§ Extract
>>

Using Local Models For Coding

In short, it is hard to justify using a local model for this. And it is not because the local models are not good, but when compared to something like Cursor, it is just too limited. But let me explain how I am using it first.

Within VSCode, I have tried both Continue.dev, and then asked Cursor to build an extension to mirror Cursor abilities, and ran into a brick wall. What something like Continue.dev allows the models to do is update code when specified within a specific file or couple of files. When using a qwen2.5:coder 7b model, this works well to update some html and CSS files and the output is great. But, the models cannot "see" an entire project folder, and do not even try when asked.

Why does this happen? Well, the models my system can handle are significantly lower parameter models with severely limited context windows. When doing more research, I am limited to 32k token context windows when one of these models is loaded into the VRAM, with the limited VRAM left. For a larger project, there would not be enough space to fully "see" the project and execute the request. The smaller models also loose sight of larger requests that require more steps.

<<

§ Work item
Write out the full post about using local models for coding, word for word.

§ Recorded information
>>

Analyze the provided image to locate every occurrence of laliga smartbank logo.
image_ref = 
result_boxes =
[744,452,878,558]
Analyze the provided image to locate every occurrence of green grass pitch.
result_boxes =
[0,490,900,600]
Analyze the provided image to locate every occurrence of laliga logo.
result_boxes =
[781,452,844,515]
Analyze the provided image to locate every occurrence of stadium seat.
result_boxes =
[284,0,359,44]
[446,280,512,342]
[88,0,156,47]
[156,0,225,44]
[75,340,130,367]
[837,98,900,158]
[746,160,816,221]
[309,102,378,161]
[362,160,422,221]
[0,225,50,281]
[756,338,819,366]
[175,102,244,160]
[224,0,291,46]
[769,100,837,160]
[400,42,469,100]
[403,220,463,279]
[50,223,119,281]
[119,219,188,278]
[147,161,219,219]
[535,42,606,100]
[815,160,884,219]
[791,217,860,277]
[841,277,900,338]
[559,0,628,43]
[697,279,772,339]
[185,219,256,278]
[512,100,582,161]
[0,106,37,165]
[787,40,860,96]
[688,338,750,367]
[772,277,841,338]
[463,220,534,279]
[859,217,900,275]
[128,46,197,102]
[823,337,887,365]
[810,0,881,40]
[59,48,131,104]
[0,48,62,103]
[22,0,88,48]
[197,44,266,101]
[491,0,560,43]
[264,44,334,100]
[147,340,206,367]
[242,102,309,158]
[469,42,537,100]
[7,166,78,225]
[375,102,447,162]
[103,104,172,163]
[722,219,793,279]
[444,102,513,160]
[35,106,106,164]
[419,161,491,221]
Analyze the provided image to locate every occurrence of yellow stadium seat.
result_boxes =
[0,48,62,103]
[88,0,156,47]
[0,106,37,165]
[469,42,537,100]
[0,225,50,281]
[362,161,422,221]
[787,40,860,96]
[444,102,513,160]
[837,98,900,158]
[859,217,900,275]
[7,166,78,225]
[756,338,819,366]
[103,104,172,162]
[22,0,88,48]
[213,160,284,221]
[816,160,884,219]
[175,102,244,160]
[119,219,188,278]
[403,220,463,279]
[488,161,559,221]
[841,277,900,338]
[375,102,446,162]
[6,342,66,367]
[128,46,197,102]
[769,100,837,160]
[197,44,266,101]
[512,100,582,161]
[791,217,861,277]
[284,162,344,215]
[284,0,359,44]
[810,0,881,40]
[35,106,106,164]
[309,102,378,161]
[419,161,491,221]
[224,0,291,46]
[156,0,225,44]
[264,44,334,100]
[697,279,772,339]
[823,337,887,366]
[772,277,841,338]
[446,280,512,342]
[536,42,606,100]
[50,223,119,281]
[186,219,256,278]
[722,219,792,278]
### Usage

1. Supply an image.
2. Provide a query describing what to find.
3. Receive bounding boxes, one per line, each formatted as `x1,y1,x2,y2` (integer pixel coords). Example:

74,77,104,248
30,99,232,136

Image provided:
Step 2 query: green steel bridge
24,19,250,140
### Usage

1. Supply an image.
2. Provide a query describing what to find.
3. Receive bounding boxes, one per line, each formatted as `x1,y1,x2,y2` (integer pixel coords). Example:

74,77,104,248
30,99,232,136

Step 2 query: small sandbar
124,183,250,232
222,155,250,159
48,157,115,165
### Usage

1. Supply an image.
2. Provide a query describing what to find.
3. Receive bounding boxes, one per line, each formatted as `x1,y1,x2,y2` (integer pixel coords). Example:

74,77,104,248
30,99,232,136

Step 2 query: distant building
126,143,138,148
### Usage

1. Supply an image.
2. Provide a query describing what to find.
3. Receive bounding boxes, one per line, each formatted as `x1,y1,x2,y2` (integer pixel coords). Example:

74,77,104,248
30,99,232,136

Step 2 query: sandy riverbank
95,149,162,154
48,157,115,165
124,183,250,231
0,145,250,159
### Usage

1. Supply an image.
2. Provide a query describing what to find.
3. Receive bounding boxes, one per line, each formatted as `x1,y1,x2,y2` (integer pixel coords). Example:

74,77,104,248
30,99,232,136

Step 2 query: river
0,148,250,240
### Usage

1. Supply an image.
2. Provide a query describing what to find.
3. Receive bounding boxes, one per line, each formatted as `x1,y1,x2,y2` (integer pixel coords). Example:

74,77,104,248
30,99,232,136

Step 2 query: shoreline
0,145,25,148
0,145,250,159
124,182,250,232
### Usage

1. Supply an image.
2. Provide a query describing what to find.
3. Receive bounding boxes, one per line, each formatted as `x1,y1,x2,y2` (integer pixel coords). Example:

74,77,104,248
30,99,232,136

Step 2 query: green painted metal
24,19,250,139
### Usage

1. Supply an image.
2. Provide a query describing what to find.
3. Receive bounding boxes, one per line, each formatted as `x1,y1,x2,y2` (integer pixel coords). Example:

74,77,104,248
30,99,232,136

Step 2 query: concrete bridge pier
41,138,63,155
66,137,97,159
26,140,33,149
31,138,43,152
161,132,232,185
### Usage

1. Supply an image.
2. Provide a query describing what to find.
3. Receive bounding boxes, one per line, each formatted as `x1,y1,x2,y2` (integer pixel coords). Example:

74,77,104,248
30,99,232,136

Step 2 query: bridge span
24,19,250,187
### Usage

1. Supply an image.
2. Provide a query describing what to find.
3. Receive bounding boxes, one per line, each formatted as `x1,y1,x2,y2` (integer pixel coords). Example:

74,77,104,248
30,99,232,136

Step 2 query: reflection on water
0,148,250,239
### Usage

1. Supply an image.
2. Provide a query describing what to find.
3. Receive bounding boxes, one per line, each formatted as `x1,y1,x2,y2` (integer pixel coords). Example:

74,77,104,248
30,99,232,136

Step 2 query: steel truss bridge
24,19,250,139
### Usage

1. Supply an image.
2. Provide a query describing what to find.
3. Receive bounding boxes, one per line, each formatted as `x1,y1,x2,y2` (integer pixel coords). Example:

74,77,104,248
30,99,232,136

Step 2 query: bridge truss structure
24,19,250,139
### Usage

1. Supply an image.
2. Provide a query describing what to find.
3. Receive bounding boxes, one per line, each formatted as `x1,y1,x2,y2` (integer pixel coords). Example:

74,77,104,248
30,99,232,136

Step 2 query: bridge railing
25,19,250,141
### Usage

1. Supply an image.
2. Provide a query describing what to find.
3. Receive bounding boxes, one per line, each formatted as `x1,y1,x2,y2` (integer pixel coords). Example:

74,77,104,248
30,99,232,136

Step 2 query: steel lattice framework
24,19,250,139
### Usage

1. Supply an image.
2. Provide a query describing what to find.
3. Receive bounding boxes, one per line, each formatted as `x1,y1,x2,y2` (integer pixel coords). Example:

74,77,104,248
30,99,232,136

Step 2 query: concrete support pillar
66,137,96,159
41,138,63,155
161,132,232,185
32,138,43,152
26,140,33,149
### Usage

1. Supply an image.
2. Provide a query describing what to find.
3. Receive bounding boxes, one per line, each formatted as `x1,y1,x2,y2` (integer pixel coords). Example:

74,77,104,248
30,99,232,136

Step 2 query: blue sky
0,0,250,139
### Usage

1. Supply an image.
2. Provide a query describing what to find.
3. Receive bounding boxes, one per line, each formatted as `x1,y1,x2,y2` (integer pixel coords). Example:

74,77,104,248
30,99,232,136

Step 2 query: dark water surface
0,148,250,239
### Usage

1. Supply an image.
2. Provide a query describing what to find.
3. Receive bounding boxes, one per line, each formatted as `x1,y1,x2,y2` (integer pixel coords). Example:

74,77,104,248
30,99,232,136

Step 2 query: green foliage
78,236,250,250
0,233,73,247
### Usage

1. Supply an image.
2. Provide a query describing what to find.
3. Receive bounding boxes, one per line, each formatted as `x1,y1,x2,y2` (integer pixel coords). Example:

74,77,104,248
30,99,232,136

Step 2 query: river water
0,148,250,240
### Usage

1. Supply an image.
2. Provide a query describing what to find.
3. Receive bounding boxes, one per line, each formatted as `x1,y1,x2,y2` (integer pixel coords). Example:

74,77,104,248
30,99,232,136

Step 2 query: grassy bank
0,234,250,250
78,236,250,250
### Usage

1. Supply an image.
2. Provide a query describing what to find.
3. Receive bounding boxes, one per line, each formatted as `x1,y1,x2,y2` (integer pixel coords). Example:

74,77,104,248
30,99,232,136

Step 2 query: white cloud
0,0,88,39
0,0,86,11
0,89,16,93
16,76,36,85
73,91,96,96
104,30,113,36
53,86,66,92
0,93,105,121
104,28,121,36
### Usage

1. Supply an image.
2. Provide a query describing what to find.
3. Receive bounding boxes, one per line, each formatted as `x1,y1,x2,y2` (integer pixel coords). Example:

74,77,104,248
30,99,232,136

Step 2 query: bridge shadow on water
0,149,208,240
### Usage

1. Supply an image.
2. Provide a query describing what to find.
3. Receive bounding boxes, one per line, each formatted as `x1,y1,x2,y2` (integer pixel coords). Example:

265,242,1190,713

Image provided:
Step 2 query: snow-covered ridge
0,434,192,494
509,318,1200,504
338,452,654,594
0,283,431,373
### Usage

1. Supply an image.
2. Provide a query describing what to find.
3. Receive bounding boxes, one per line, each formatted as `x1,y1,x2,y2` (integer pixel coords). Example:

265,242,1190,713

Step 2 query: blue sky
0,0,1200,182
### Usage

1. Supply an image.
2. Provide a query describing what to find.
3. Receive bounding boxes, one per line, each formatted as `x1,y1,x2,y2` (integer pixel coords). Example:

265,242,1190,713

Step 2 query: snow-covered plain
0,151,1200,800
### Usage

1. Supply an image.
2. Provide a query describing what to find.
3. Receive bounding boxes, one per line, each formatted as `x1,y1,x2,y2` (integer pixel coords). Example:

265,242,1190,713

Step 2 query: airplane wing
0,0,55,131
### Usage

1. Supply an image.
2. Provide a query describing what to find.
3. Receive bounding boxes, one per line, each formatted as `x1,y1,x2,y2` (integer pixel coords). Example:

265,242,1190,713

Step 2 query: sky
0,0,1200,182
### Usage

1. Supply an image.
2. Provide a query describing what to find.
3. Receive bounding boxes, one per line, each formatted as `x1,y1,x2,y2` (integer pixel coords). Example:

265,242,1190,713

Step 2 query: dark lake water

<<

§ Worked solution
Using Local Models For Coding

In short, it is hard to justify using a local model for this. And it is not because the local models are not good, but when compared to something like Cursor, it is just too limited. But let me explain how I am using it first.

Within VSCode, I have tried both Continue.dev, and then asked Cursor to build an extension to mirror Cursor abilities, and ran into a brick wall. What something like Continue.dev allows the models to do is update code when specified within a specific file or couple of files. When using a qwen2.5:coder 7b model, this works well to update some html and CSS files and the output is great. But, the models cannot "see" an entire project folder, and do not even try when asked.

Why does this happen? Well, the models my system can handle are significantly lower parameter models with severely limited context windows. When doing more research, I am limited to 32k token context windows when one of these models is loaded into the VRAM, with the limited VRAM left. For a larger project, there would not be enough space to fully "see" the project and execute the request. The smaller models also loose sight of larger requests that require more steps.